[Referring expression pointing data]
%%
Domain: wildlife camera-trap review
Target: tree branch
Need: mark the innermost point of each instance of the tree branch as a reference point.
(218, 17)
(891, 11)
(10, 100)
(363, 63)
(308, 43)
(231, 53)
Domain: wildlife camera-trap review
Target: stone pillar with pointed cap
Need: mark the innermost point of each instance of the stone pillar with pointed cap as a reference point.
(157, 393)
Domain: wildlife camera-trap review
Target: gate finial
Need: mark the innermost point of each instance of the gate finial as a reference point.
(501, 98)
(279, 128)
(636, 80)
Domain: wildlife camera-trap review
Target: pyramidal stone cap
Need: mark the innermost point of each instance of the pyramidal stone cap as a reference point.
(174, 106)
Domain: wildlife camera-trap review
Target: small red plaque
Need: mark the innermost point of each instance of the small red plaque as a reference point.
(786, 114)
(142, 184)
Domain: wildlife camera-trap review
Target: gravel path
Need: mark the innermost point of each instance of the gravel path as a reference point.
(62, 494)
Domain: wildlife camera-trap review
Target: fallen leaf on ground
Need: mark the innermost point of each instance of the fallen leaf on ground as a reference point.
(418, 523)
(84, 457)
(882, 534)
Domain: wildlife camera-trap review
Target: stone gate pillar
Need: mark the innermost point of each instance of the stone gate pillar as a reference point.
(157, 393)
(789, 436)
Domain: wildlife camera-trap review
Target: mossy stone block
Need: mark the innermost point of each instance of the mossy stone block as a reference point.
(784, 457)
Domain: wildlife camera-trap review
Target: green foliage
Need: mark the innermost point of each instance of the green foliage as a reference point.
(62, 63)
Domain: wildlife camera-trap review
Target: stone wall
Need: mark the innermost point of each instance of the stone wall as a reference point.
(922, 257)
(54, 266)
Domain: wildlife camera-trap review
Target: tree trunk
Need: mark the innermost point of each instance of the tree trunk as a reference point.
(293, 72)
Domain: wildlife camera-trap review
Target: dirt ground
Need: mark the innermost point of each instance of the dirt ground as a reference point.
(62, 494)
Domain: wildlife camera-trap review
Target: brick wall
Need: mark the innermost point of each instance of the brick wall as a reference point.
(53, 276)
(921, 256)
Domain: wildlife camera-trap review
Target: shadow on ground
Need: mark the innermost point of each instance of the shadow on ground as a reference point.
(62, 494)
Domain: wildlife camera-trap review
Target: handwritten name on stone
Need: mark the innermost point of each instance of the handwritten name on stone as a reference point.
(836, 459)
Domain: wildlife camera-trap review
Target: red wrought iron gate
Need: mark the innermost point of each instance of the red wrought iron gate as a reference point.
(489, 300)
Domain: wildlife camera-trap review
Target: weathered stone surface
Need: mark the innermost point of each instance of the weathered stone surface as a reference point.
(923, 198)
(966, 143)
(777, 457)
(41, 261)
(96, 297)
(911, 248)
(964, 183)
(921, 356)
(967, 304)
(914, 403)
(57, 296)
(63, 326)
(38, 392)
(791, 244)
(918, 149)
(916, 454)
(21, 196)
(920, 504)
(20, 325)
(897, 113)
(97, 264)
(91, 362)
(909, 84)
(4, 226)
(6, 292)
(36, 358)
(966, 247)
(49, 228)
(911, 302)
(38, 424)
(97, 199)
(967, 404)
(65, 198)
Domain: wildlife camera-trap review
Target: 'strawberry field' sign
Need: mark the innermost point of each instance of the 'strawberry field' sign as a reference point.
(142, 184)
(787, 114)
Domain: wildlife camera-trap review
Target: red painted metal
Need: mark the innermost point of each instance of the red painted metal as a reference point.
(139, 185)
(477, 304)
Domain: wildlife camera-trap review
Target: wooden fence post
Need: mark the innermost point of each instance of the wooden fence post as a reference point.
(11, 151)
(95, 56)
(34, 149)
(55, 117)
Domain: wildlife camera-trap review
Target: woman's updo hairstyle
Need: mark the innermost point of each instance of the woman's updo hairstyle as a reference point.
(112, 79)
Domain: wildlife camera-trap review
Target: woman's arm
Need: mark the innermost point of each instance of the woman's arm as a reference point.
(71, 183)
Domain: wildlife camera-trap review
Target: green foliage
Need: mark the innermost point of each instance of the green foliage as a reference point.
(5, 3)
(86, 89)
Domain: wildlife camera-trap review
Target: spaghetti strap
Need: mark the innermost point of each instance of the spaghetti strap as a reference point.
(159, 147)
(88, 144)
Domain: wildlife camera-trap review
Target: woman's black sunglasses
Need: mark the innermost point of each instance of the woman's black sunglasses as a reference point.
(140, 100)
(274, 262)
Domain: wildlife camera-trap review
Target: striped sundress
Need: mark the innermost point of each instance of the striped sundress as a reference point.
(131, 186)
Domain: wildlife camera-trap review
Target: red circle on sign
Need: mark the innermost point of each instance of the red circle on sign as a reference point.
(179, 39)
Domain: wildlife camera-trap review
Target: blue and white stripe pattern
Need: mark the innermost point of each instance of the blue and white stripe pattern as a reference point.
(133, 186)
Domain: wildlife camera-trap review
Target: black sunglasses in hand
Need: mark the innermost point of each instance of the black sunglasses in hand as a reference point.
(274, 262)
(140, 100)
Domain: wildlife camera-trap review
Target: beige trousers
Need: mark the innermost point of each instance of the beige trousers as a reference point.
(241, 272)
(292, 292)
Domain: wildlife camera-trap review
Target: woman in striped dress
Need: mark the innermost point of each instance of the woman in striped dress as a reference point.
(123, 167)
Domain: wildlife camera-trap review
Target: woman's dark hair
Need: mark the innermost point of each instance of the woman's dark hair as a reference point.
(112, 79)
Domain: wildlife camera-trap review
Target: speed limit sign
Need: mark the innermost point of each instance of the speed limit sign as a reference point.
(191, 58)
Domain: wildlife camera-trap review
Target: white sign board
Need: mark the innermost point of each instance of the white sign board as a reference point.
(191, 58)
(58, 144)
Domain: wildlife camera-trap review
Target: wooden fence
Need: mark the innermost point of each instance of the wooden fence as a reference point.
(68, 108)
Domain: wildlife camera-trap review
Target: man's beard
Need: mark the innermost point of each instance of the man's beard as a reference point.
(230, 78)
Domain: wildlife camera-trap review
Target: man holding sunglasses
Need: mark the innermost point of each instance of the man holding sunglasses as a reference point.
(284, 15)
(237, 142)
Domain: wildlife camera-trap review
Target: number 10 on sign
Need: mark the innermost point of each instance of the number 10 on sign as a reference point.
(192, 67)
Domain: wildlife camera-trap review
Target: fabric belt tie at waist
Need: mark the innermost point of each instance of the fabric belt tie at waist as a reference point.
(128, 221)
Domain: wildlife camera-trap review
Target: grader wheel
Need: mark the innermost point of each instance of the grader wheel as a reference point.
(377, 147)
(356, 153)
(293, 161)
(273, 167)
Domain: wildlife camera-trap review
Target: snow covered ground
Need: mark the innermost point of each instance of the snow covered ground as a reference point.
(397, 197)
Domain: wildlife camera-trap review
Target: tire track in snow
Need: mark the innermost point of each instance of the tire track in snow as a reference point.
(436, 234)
%%
Exact duplication is required for the lines above, from the line that contains "Target: fallen leaf on ground" to the line that contains "Target: stone gate pillar", inclusive; omit all others.

◆ **Output of the exercise**
Target: fallen leaf on ground
Need: mark the innermost point of each instance of the fallen leaf on ground as a reference point.
(418, 523)
(84, 457)
(882, 534)
Domain: wildlife camera-trap review
Target: stone gate pillar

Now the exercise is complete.